[Coordinate annotation records]
──────
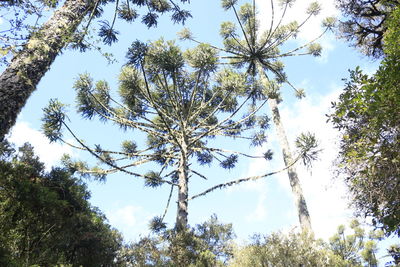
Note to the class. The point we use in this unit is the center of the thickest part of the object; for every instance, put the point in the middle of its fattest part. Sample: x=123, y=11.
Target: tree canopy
x=46, y=218
x=367, y=114
x=181, y=102
x=364, y=23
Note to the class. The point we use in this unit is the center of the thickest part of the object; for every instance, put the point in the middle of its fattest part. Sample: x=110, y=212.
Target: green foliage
x=364, y=23
x=46, y=218
x=206, y=244
x=283, y=250
x=357, y=249
x=367, y=115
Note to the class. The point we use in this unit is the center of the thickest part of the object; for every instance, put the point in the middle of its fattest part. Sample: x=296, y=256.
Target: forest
x=199, y=133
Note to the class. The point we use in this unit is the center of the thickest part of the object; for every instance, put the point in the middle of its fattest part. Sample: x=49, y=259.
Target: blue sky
x=257, y=207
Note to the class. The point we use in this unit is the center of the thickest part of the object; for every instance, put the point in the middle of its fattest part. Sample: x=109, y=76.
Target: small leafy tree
x=367, y=115
x=180, y=102
x=207, y=244
x=258, y=52
x=278, y=249
x=46, y=219
x=364, y=23
x=357, y=249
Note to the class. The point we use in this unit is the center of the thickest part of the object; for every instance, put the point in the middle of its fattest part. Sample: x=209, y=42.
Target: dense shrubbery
x=45, y=217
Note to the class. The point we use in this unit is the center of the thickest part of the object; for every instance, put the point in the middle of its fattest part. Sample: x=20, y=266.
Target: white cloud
x=325, y=196
x=131, y=220
x=310, y=30
x=49, y=153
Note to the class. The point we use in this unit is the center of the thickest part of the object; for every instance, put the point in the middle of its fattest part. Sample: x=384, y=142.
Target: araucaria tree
x=181, y=101
x=33, y=60
x=257, y=52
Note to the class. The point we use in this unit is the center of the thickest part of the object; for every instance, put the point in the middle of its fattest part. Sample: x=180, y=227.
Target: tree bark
x=300, y=202
x=183, y=193
x=21, y=77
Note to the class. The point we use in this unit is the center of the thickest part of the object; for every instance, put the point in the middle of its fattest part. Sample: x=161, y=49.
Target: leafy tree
x=357, y=249
x=367, y=114
x=46, y=218
x=206, y=244
x=248, y=47
x=364, y=23
x=179, y=109
x=44, y=44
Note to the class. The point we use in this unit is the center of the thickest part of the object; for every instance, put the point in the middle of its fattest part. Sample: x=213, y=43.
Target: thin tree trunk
x=300, y=202
x=183, y=193
x=28, y=66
──────
▸ TASK GOAL: Reproduce only the lines from the start of the items through the line containing "x=45, y=217", inclusive, requests included, scaling every coordinate in the answers by 0.75 and rounding to whole numbers with halves rounded up, while leaving the coordinates in the requests and their samples unchanged. Omit the pictures from your answer.

▸ COMPLETED TASK:
Note to the class. The point we use in this unit is the center of the thickest part of the object; for every instance, put the point in the middle of its fattest part. Sample: x=123, y=11.
Target: tree canopy
x=35, y=164
x=275, y=86
x=136, y=77
x=273, y=17
Note to the class. The point we use in this unit is the center of the thickest part of the object; for every instance, put the point in the middle of its fattest part. Sample: x=110, y=212.
Target: green foliage
x=273, y=17
x=35, y=164
x=155, y=183
x=212, y=188
x=268, y=187
x=275, y=86
Note to the class. The point we use in this unit is the center of the thickest part of the object; for every instance, put the point in the middle of its fattest part. Sample: x=296, y=256.
Target: forest
x=149, y=100
Note to the class. The point we use in this unit is the center of the thickest part of the object; for every instance, put the point in the middle of its fattest part. Sample: x=49, y=259.
Target: blue sky
x=193, y=155
Note to the class. The point we use in this unit is the center of the thickest part of the object; for every instance, put the point in the middle of its fattest part. Sample: x=109, y=76.
Target: small leafy tree
x=275, y=86
x=135, y=77
x=155, y=183
x=194, y=39
x=209, y=187
x=35, y=164
x=273, y=17
x=268, y=187
Note to the class. The point we use in this unit is the center of the thickest part of the object; for every instance, put the point in the middle of its fattest part. Sample: x=209, y=42.
Target: dense shrubbery
x=34, y=163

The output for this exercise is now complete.